Recast every line of the listing below as a Markdown table with two columns, No. and Text, numbering the rows and omitting blank lines. Leave the pictures out of the answer.
───── DATA SHOWN
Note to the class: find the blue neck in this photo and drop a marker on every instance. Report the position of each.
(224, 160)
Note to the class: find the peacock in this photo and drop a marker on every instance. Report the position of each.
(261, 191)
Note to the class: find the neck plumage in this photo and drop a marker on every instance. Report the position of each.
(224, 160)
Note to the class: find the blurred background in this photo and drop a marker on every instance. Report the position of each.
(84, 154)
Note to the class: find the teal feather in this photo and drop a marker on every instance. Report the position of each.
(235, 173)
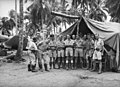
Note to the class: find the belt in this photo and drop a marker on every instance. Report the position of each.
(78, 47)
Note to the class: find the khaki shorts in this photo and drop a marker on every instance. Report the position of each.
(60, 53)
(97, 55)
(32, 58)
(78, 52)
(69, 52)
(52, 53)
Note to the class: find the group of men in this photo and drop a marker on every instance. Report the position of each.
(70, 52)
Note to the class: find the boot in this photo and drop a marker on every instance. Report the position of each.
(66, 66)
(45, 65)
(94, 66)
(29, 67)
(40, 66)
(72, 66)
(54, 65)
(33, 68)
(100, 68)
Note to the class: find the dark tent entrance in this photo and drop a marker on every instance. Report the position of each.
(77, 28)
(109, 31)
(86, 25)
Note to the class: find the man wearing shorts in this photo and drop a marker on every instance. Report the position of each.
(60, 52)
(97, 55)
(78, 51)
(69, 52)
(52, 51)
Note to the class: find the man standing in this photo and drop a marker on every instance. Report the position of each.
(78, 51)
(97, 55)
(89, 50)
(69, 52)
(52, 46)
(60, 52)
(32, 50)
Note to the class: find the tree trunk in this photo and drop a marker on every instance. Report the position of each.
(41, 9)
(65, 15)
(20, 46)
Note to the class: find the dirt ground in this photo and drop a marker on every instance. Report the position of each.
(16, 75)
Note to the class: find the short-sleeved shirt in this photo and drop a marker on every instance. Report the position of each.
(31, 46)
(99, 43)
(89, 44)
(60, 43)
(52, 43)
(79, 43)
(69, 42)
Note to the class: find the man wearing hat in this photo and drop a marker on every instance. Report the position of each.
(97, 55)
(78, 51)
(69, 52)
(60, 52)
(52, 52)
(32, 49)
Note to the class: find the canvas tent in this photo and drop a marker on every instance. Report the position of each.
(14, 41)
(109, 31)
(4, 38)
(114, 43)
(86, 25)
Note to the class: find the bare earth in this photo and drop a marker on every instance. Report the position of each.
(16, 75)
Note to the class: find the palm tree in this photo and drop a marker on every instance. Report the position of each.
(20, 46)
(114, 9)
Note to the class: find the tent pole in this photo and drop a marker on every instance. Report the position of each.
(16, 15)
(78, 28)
──────────
__FULL ANSWER__
| No. | Text |
|---|---|
| 1 | Note to the class: find the blue neck in this photo and drop a marker on every instance. Report the position of each. |
| 2 | (224, 160) |
| 3 | Note to the class: find the peacock in this photo and drop a marker on every instance. Report the position of each. |
| 4 | (261, 191) |
| 5 | Note to the class: find the neck plumage in this photo and drop a marker on every instance. Report the position of each. |
| 6 | (224, 160) |
| 7 | Note to the class: find the blurred background in this photo and drop a marker on every instance. Report the position of each. |
| 8 | (84, 154) |
| 9 | Note to the class: find the teal feather in this photo and drop a marker on every instance. Report the position of each. |
| 10 | (235, 173) |
| 11 | Note to the class: find the belt in this photo and drop a marker on every instance. Report the position of each. |
| 12 | (78, 47) |
| 13 | Note to the class: find the khaki shorts in this photo and drop a marker on every instance. Report the position of each. |
| 14 | (60, 53) |
| 15 | (97, 55) |
| 16 | (32, 58) |
| 17 | (78, 52) |
| 18 | (69, 52) |
| 19 | (52, 53) |
| 20 | Note to the class: find the group of men in this photo and drop a marker on every instance. Report the position of each. |
| 21 | (70, 52) |
| 22 | Note to the class: find the boot in this photo and drop a marker on every instance. Report the position of each. |
| 23 | (66, 66) |
| 24 | (45, 65) |
| 25 | (94, 66) |
| 26 | (29, 67) |
| 27 | (40, 66) |
| 28 | (72, 66) |
| 29 | (54, 65) |
| 30 | (33, 68) |
| 31 | (100, 68) |
| 32 | Note to the class: find the dark tent entrance in this photo and drop a marker on every instance. Report the position of each. |
| 33 | (77, 28) |
| 34 | (109, 31) |
| 35 | (86, 25) |
| 36 | Note to the class: find the man wearing shorts in this photo and drop a marker on every instance. Report the position of each. |
| 37 | (60, 52) |
| 38 | (97, 55) |
| 39 | (78, 51) |
| 40 | (69, 52) |
| 41 | (52, 51) |
| 42 | Note to the class: find the man standing in this photo and drop a marker on every instance. Report the position of each. |
| 43 | (78, 51) |
| 44 | (97, 55) |
| 45 | (89, 50) |
| 46 | (69, 52) |
| 47 | (52, 46) |
| 48 | (60, 52) |
| 49 | (32, 50) |
| 50 | Note to the class: find the tree trunk in this photo and drop a marker on every instance. Report the position of each. |
| 51 | (41, 9) |
| 52 | (65, 15) |
| 53 | (20, 46) |
| 54 | Note to the class: find the dirt ground in this photo and drop a marker on every instance. Report the position of each. |
| 55 | (16, 75) |
| 56 | Note to the class: find the short-sleeved shirt in this photo and drop a marker on every instance. Report the position of each. |
| 57 | (31, 46) |
| 58 | (99, 43) |
| 59 | (89, 44) |
| 60 | (60, 43) |
| 61 | (52, 43) |
| 62 | (79, 43) |
| 63 | (69, 42) |
| 64 | Note to the class: find the man wearing hat in this photo and drop a marker on every instance. Report the position of each. |
| 65 | (97, 55) |
| 66 | (78, 51) |
| 67 | (69, 52) |
| 68 | (60, 52) |
| 69 | (52, 52) |
| 70 | (32, 49) |
| 71 | Note to the class: find the canvas tent in this photo and drop a marker on every instance. Report the position of each. |
| 72 | (14, 41) |
| 73 | (109, 31) |
| 74 | (4, 38) |
| 75 | (114, 43) |
| 76 | (86, 25) |
| 77 | Note to the class: find the bare earth in this photo and drop a marker on every instance. Report the position of each. |
| 78 | (16, 75) |
| 79 | Note to the class: find the palm tree in this photo and drop a marker on every instance. Report the position of each. |
| 80 | (20, 46) |
| 81 | (114, 9) |
| 82 | Note to the class: find the tent pole in this photo and drop a marker on every instance. Report the position of each. |
| 83 | (16, 15) |
| 84 | (78, 28) |